ASSIGNMENT |
A word-for-word copy of every entry below is required; the images do not belong in it.

-------- SUPPLIED INFORMATION --------

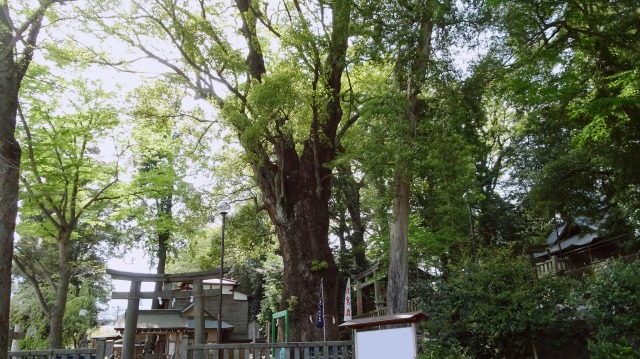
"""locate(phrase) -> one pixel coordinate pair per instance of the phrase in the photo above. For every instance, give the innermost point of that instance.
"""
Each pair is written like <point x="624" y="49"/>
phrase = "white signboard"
<point x="397" y="343"/>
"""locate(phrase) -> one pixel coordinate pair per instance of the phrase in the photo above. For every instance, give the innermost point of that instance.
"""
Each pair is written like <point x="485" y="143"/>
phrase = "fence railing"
<point x="302" y="350"/>
<point x="86" y="353"/>
<point x="412" y="306"/>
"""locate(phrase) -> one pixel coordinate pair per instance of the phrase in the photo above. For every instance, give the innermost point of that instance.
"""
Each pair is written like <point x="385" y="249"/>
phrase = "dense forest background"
<point x="441" y="137"/>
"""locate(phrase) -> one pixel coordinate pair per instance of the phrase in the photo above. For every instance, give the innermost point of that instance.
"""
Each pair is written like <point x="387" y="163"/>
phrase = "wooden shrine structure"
<point x="135" y="294"/>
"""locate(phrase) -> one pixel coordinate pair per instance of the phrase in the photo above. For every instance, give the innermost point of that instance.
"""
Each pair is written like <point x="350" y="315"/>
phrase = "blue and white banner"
<point x="347" y="301"/>
<point x="320" y="316"/>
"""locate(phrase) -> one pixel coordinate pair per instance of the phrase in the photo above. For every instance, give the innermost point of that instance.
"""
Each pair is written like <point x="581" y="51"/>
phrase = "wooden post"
<point x="378" y="295"/>
<point x="198" y="308"/>
<point x="131" y="322"/>
<point x="101" y="345"/>
<point x="359" y="295"/>
<point x="184" y="347"/>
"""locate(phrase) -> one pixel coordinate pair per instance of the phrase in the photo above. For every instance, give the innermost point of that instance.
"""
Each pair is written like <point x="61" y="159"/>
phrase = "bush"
<point x="495" y="306"/>
<point x="614" y="310"/>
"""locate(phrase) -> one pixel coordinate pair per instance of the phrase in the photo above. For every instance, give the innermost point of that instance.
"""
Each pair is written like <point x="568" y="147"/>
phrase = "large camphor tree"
<point x="275" y="72"/>
<point x="17" y="45"/>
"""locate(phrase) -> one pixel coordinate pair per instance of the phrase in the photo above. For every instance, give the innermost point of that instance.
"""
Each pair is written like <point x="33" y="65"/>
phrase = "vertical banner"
<point x="347" y="301"/>
<point x="320" y="316"/>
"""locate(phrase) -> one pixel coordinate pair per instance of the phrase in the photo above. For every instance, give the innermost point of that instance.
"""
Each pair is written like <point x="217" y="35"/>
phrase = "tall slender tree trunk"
<point x="9" y="175"/>
<point x="398" y="279"/>
<point x="11" y="74"/>
<point x="416" y="61"/>
<point x="57" y="312"/>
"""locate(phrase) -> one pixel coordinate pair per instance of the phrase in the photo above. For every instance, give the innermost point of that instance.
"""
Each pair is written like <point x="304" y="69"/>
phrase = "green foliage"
<point x="495" y="303"/>
<point x="272" y="271"/>
<point x="317" y="265"/>
<point x="613" y="308"/>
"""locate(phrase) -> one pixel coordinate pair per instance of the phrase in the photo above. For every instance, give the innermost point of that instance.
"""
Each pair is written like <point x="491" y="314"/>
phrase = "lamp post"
<point x="223" y="209"/>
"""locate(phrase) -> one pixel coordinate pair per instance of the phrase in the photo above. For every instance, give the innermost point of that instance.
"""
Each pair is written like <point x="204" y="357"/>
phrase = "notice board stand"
<point x="387" y="336"/>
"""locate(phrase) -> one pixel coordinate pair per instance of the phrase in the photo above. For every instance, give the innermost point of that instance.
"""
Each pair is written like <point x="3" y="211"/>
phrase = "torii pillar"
<point x="134" y="295"/>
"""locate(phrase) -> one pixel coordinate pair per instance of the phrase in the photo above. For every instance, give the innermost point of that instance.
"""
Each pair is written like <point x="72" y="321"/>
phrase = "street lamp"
<point x="223" y="209"/>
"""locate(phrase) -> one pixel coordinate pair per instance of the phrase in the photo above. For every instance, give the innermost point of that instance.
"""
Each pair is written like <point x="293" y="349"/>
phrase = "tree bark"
<point x="57" y="313"/>
<point x="416" y="65"/>
<point x="9" y="174"/>
<point x="398" y="280"/>
<point x="296" y="187"/>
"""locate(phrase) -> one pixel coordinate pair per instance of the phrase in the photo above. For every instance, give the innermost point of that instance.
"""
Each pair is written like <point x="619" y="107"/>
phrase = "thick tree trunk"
<point x="398" y="281"/>
<point x="417" y="61"/>
<point x="296" y="195"/>
<point x="9" y="177"/>
<point x="57" y="312"/>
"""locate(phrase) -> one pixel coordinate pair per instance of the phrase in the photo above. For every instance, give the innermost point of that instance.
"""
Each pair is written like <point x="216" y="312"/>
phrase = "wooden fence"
<point x="86" y="353"/>
<point x="313" y="350"/>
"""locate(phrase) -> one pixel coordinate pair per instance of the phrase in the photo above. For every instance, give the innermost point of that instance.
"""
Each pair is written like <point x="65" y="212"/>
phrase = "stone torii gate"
<point x="134" y="295"/>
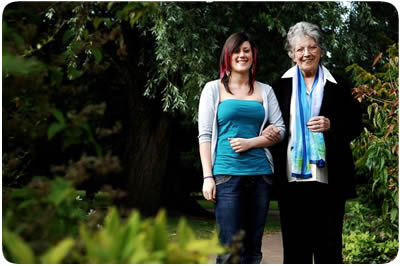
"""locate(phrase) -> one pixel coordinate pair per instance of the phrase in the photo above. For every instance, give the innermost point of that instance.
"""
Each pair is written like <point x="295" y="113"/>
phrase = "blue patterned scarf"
<point x="307" y="147"/>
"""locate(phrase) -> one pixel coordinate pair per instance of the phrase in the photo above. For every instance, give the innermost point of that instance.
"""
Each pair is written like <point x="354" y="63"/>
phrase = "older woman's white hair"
<point x="300" y="30"/>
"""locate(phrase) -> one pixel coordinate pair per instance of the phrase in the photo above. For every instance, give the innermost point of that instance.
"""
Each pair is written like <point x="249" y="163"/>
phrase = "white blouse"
<point x="318" y="174"/>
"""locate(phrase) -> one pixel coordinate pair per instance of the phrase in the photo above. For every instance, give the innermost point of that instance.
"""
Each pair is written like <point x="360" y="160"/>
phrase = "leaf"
<point x="56" y="254"/>
<point x="98" y="55"/>
<point x="19" y="250"/>
<point x="160" y="232"/>
<point x="59" y="116"/>
<point x="377" y="59"/>
<point x="60" y="190"/>
<point x="185" y="234"/>
<point x="67" y="36"/>
<point x="53" y="129"/>
<point x="393" y="214"/>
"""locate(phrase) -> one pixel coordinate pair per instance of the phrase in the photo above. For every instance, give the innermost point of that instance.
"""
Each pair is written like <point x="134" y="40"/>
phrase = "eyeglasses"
<point x="311" y="49"/>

--------

COMPLETED EXERCISE |
"""locate(phrase) -> one pixel coordinate pair per instance of the phrase in the photo above. For every instance, give the innermost point of that instance.
"""
Each pair is written like <point x="624" y="49"/>
phrase = "white signboard"
<point x="397" y="343"/>
"""locate(phrase) -> one pixel coordinate pair per instance of the phrase in the photo above. For every instance, give the innermost point of that instance.
"""
Each pair is written like <point x="485" y="143"/>
phrase = "fence railing"
<point x="302" y="350"/>
<point x="86" y="353"/>
<point x="412" y="306"/>
"""locate(phrase) -> one pixel coordinate pair per instance of the phrase in the photo above. For every instance, give the innermost point of that instance.
"""
Each pair is written like <point x="385" y="249"/>
phrase = "dense forest background"
<point x="441" y="137"/>
"""locate(phrase) -> one pixel coordinate pair per instance of the phrase in the photo above. For every instance, give the innermost point of that instance.
"""
Each pair is written like <point x="387" y="163"/>
phrase = "wooden shrine structure"
<point x="135" y="294"/>
"""locate(phrase) -> one pixel coordinate pair per instance of the phrase in the photo above. For every instance, give the innermost point of that instance.
"""
Each pair is written like <point x="350" y="315"/>
phrase = "blue and white banner"
<point x="347" y="301"/>
<point x="320" y="316"/>
"""locate(phrase) -> one pixel coordinate pair per instance of the phrase in the photo above. For every instance, give the innermost point of that instance.
"""
Each pair is written like <point x="581" y="51"/>
phrase = "wooden post"
<point x="378" y="295"/>
<point x="198" y="308"/>
<point x="131" y="322"/>
<point x="101" y="345"/>
<point x="359" y="295"/>
<point x="184" y="347"/>
"""locate(phrase) -> one pixel coordinate pair per instance of the phrase in the photo above. For every instance, give the innermost point of that instance.
"""
Each pair is written like <point x="61" y="159"/>
phrase = "bush"
<point x="495" y="306"/>
<point x="614" y="310"/>
"""locate(phrase) -> one pixel coordinate pair per instance of the phrase in the photo above. For every instance, give the innermost point of that instance.
"""
Each pair is written like <point x="568" y="147"/>
phrase = "large camphor tree"
<point x="275" y="72"/>
<point x="17" y="45"/>
"""locate(phrase) -> one pixel coordinate pair per instance of the phrase in the photo above. For every instance, give the innermost point of that instance.
"""
Each pair is written like <point x="33" y="65"/>
phrase = "vertical banner"
<point x="347" y="301"/>
<point x="320" y="316"/>
"""locate(phrase) -> one pixel coordinate pair per instance of the phrase in the photo above. For every instance, give the innermost point of that instance.
"""
Each pair is written like <point x="217" y="35"/>
phrase = "tall slender tree trunk"
<point x="9" y="175"/>
<point x="398" y="279"/>
<point x="11" y="74"/>
<point x="416" y="61"/>
<point x="57" y="312"/>
"""locate(phrase) -> one pixel coordinate pair per instance of the phrase in the photo above. For every instance, give the innermost point of that instance.
"""
Each pair is written like <point x="304" y="69"/>
phrase = "green foliage"
<point x="495" y="303"/>
<point x="272" y="271"/>
<point x="317" y="265"/>
<point x="613" y="308"/>
"""locate(phrase) -> one pixel coordinate pair per instance of the phrase in the photo above. For every instance, give the innermost point of that instance.
"""
Each pair is written like <point x="491" y="314"/>
phrase = "lamp post"
<point x="223" y="209"/>
"""locate(phrase) -> one pixel coordinate pair per instance of the phrase in the photo above. For every instance, give the innermost point of that instance.
"""
Each pair is written like <point x="204" y="357"/>
phrase = "notice board stand"
<point x="387" y="336"/>
"""locate(phrase) -> one pixel coordinate pair per instance of the phrase in the photo above. For every instance, give the innermost point of that instance.
"""
Each pair is written like <point x="3" y="211"/>
phrase = "torii pillar"
<point x="134" y="295"/>
"""locate(phrase) -> one pixel coordinate pair per instance of the phrase in the photo above. For every instance, give the innermost point of that instance.
"""
Each pair is written like <point x="72" y="321"/>
phrase = "street lamp"
<point x="223" y="209"/>
"""locate(phrase) -> one pixel coordinate pair per instance of the phrase in the photo above. For every instance, give the innermost point of that instance.
"""
Each pair is written like <point x="293" y="349"/>
phrase = "tree bark"
<point x="57" y="313"/>
<point x="416" y="65"/>
<point x="9" y="174"/>
<point x="398" y="280"/>
<point x="296" y="187"/>
"""locate(phrase) -> one pixel coordinate pair per instance of the phrase in the photo above. For every instance, give the innermost point of that instance.
"""
Each pair is written like <point x="619" y="107"/>
phrase = "thick tree trunk"
<point x="398" y="281"/>
<point x="417" y="61"/>
<point x="296" y="195"/>
<point x="9" y="177"/>
<point x="57" y="312"/>
"""locate(phrase) -> one pixel coordinate pair per instance of the phrase in the photo above. For every instance, give the innermost point of that instance.
"""
Each pair is written like <point x="216" y="312"/>
phrase = "wooden fence"
<point x="86" y="353"/>
<point x="313" y="350"/>
"""locate(phrase) -> one pixel coordinate pair per instance of the phrase in the photo above. For every instance, give the innermost point of that instance.
"""
Each pair is written like <point x="65" y="212"/>
phrase = "stone torii gate"
<point x="134" y="295"/>
"""locate(phrase) -> one pixel coordinate pair per instance of the phrase in the photo above. For every instance, give the innermost point of that instance.
"""
Each pair is written like <point x="295" y="113"/>
phrase = "blue patterned scarf"
<point x="307" y="147"/>
"""locate(phrase) -> one pixel coordinate pair per instance of the phrase in the photo above. For every instance, give the innermost point of that instance.
"""
Each pair is written like <point x="354" y="63"/>
phrase = "older woman's white hair"
<point x="300" y="30"/>
"""locate(phrase) -> one pixel coordinate pair per instance of the phrase in the photo above. For every instance, give the innermost point of that instance.
"""
Each pair is written like <point x="249" y="163"/>
phrase = "white blouse"
<point x="318" y="174"/>
"""locate(phrase) -> one pixel coordinate pair per instance of the phrase in the photo above. For every instance, give the innermost point of that instance.
"""
Each pair is written like <point x="360" y="160"/>
phrase = "leaf"
<point x="56" y="254"/>
<point x="98" y="55"/>
<point x="19" y="250"/>
<point x="160" y="232"/>
<point x="59" y="116"/>
<point x="377" y="59"/>
<point x="60" y="190"/>
<point x="185" y="234"/>
<point x="67" y="36"/>
<point x="53" y="129"/>
<point x="393" y="214"/>
"""locate(phrase) -> one pixel coordinate pair per instance of the phrase in the photo above. For every instance, give the innermost point of that instance.
"""
Each pair is written like <point x="134" y="40"/>
phrase = "eyeglasses"
<point x="311" y="49"/>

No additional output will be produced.